(Beginning of QUOTED PASSAGE)

ReachUnderstandings of Consequence Teacher Resource Website

Overview
Background
Project Team
Papers

Curriculum Modules
Density
Ecosystems
Pressure
Simple Circuits

Related Links
Helpful Sites


Background

Research shows that students have difficulty achieving deep understanding of many basic science concepts. Even when it appears that they have learned the scientific explanations, they often revert back to their initial ideas later. The Understandings of Consequence Project demonstrated that part of the problem arises from differences in how students and scientists think about cause and effect. Scientific explanations often require students to make a more complex set of assumptions about how causes and effects behave than students typically do.

What kinds of causal understandings give students difficulty when learning science?

  • Mechanism (What makes the event happen?): Students find it hard when scientific explanations involve non-obvious mechanisms (such as air pressure, microbes, and so forth) or inferred or abstract mechanisms, (such as protons and electrons, molecules, etc).
  • Pattern (What does the pattern of cause or impact look like?): Students often impose simple linear patterns when scientific concepts involve more complex patterns, for example, cyclic (as in decay), reciprocal (as in symbiosis), or relational (as in relative density or air pressure).

(End of QUOTED PASSAGE)
(Beginning of SUPPLIED INFORMATION)

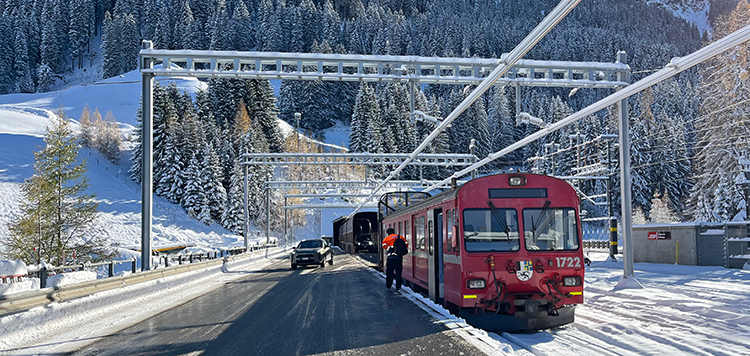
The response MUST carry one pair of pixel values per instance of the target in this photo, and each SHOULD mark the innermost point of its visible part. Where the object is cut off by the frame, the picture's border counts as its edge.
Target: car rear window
(310, 244)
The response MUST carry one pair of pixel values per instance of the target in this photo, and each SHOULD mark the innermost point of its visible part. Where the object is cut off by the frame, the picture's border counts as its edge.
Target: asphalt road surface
(338, 310)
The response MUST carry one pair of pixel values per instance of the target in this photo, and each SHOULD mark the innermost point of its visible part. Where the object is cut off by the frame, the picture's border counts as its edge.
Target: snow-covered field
(23, 118)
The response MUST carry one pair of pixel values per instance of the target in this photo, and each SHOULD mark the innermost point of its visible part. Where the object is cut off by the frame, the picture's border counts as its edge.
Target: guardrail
(180, 259)
(596, 244)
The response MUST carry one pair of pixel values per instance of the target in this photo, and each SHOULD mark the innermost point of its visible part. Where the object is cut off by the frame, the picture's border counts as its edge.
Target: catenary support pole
(625, 182)
(147, 150)
(245, 212)
(610, 208)
(675, 66)
(268, 214)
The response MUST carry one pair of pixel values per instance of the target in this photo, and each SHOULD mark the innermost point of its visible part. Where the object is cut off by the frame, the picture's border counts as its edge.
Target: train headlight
(516, 181)
(572, 281)
(475, 284)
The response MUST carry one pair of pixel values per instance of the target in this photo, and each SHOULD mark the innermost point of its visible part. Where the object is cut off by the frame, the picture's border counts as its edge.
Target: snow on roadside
(70, 278)
(47, 329)
(12, 268)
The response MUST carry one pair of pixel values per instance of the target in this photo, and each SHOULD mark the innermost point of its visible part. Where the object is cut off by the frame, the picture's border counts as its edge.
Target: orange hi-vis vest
(388, 241)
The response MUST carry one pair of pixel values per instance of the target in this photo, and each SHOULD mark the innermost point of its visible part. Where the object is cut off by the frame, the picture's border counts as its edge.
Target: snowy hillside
(22, 124)
(694, 11)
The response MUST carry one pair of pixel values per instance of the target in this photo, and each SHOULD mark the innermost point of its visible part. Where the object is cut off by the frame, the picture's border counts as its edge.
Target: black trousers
(393, 269)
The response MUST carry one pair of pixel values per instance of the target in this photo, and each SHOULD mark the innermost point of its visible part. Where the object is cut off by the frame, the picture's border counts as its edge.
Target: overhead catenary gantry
(372, 68)
(360, 158)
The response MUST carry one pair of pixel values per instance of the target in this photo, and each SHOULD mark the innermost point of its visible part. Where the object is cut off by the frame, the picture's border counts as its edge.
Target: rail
(23, 301)
(178, 259)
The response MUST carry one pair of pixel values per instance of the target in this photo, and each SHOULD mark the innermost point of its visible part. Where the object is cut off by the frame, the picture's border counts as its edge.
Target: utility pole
(625, 183)
(745, 185)
(472, 147)
(246, 212)
(297, 116)
(610, 208)
(147, 165)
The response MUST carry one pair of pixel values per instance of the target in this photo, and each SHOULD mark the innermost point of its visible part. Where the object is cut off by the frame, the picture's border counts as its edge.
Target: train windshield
(553, 229)
(491, 229)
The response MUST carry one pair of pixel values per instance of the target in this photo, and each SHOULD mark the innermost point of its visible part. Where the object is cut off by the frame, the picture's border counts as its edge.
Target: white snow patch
(69, 278)
(13, 268)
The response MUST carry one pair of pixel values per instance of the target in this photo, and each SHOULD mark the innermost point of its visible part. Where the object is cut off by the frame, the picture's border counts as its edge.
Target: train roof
(452, 193)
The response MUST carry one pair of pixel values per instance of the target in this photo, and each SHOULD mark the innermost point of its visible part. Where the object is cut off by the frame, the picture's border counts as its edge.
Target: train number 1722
(568, 262)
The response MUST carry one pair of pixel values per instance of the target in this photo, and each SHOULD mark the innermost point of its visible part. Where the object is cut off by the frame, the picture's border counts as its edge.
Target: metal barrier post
(613, 237)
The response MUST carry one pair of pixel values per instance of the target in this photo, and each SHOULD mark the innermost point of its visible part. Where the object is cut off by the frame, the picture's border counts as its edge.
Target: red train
(501, 251)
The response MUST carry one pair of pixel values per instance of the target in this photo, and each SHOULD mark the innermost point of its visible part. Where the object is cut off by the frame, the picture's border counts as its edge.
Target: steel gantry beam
(372, 68)
(353, 184)
(376, 159)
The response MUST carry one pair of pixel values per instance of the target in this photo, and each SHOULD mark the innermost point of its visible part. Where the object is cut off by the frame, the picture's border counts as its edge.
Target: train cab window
(492, 229)
(552, 229)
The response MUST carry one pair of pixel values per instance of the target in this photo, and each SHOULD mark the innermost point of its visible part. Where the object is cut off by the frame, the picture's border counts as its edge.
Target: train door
(439, 253)
(434, 254)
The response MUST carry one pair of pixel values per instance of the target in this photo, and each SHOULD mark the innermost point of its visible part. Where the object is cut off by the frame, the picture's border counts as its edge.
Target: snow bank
(103, 313)
(18, 287)
(13, 268)
(68, 278)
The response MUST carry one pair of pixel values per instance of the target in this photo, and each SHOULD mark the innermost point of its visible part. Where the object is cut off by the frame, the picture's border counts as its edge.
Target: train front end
(522, 264)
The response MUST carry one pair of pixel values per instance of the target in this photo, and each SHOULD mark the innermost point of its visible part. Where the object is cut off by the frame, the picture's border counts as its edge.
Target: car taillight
(572, 281)
(475, 284)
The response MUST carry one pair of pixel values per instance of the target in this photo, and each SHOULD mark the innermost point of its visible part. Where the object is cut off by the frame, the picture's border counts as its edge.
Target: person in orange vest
(396, 247)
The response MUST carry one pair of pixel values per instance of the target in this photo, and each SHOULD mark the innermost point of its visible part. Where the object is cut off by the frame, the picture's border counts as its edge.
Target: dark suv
(312, 252)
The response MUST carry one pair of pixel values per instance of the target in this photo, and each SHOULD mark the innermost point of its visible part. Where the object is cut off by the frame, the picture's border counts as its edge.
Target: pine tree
(501, 126)
(233, 217)
(365, 109)
(661, 210)
(86, 129)
(109, 137)
(716, 163)
(261, 105)
(80, 29)
(242, 29)
(22, 72)
(56, 212)
(193, 196)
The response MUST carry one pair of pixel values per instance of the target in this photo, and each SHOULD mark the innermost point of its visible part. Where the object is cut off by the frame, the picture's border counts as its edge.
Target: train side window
(419, 232)
(449, 231)
(407, 233)
(455, 224)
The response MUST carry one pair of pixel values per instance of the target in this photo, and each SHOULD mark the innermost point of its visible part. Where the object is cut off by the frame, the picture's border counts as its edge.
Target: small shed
(695, 243)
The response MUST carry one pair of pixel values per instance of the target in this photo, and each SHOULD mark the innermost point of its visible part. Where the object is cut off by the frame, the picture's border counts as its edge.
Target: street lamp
(297, 116)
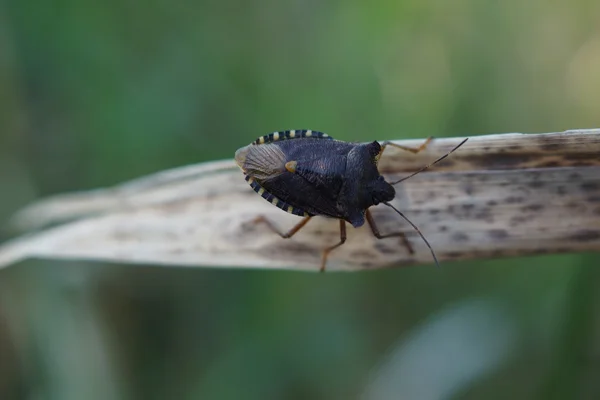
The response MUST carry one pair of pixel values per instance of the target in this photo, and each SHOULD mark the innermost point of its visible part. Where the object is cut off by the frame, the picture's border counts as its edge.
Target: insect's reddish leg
(378, 235)
(413, 150)
(328, 250)
(287, 235)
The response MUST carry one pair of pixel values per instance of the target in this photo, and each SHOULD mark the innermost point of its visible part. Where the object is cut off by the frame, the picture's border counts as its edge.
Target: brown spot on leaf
(585, 235)
(498, 233)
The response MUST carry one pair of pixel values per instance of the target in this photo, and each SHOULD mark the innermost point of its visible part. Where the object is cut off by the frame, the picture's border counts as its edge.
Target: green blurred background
(96, 93)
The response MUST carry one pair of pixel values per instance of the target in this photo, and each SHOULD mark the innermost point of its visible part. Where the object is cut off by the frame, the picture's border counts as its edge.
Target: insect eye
(374, 149)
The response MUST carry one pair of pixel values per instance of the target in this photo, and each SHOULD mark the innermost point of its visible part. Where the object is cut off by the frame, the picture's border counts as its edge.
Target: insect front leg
(328, 250)
(413, 150)
(288, 234)
(378, 235)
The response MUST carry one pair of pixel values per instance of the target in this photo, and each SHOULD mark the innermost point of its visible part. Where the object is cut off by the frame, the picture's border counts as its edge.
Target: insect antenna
(432, 164)
(416, 229)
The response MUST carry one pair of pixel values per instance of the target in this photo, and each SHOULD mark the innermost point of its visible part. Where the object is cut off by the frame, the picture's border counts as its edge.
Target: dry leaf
(498, 195)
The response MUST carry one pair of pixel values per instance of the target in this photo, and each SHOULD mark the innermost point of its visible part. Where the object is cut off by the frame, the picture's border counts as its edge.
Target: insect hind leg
(413, 150)
(264, 220)
(378, 235)
(329, 249)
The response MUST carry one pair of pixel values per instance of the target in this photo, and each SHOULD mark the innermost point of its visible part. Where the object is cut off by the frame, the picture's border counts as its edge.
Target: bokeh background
(96, 93)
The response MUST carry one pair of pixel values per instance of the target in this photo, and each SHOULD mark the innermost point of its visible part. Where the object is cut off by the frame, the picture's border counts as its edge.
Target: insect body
(308, 173)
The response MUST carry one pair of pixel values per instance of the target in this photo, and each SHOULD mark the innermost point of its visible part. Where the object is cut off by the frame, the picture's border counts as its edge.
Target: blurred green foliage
(95, 93)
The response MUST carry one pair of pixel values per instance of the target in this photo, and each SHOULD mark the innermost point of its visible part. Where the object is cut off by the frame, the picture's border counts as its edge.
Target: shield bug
(308, 173)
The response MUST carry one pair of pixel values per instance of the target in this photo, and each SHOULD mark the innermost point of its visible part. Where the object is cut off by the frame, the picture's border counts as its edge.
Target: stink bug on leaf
(308, 173)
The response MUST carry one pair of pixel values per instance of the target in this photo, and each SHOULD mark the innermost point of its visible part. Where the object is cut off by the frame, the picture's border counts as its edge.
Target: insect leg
(288, 234)
(328, 250)
(378, 235)
(414, 150)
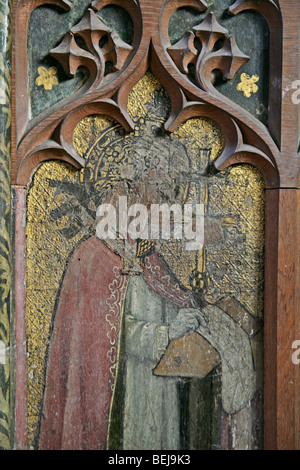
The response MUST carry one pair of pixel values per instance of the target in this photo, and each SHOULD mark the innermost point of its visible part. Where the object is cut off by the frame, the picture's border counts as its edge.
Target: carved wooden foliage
(184, 69)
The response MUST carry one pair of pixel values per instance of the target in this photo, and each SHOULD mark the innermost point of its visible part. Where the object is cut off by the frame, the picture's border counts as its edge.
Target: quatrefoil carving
(199, 48)
(93, 45)
(184, 70)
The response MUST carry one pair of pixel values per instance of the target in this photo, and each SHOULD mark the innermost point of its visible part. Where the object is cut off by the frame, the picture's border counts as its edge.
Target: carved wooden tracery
(272, 148)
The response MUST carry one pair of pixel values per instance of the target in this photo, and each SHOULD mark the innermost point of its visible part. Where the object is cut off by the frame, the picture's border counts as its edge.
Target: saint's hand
(187, 321)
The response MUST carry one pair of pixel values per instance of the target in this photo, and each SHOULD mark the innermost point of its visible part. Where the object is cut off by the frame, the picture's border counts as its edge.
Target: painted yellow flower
(247, 84)
(47, 78)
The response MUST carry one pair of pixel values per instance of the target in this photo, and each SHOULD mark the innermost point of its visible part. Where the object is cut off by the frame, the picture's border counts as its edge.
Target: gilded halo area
(61, 209)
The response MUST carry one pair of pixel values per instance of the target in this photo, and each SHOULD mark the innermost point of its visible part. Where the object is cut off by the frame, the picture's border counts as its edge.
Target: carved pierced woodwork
(186, 70)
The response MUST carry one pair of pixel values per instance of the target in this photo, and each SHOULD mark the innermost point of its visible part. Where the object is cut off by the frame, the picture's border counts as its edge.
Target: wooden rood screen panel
(147, 339)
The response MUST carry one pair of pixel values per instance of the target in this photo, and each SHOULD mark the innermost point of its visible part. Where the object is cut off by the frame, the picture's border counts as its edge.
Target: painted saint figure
(118, 311)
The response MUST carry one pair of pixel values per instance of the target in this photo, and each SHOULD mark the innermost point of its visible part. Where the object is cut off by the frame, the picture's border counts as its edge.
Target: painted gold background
(234, 198)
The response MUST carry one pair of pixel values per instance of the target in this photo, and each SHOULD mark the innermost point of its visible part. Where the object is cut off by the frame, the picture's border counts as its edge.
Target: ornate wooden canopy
(272, 148)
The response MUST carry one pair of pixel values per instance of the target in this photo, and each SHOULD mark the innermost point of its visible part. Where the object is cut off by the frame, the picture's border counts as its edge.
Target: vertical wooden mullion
(20, 321)
(281, 320)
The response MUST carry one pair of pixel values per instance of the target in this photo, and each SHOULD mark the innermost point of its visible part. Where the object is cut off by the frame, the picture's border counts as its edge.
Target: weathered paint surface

(End of SUPPLIED INFORMATION)

EXERCISE REQUIREMENTS
**a)** Answer these about the Understandings of Consequence background page:
(i) Even when students seem to have learned scientific explanations, what do they often do later?
(ii) Which two non-obvious mechanisms does the page give as examples?
(iii) What example does the page give of a reciprocal pattern?
**b)** Write the next part of the Understandings of Consequence background page, picking up after its last sentence.
The records are separate from the Understandings of Consequence background page.

ANSWERS TO THE EXERCISE
**a)**
(i) They often revert back to their initial ideas.
(ii) Air pressure and microbes.
(iii) Symbiosis.

**b)**
  • Co-variation of Causes and Effects (How reliably and regularly does the "effect" follow the "cause"?): Students find it hard to reason about cause and effect relationships that involve probability (as in the transmission of disease or occurrence of lightning.)
  • Agency (Is one "thing" or person responsible for the outcome or is cause distributed across many things or persons?): Students often attribute an outcome to one thing or person and don't realize when agency is distributed across the actions of many things or people, (as in beehives, flocking of birds, and the behavior of slime molds.)

This website contains a set of curriculum modules that are designed to help students learn to think about causality as scientists do in the context of the particular topic. Each unit identifies the difficulties that students tend to have in that topic and offers resources to address the difficulties. Causal concepts are introduced in the context of and in service to the science understandings, not vice versa. You can find detailed information about the research project that led to the development of these modules under "Papers."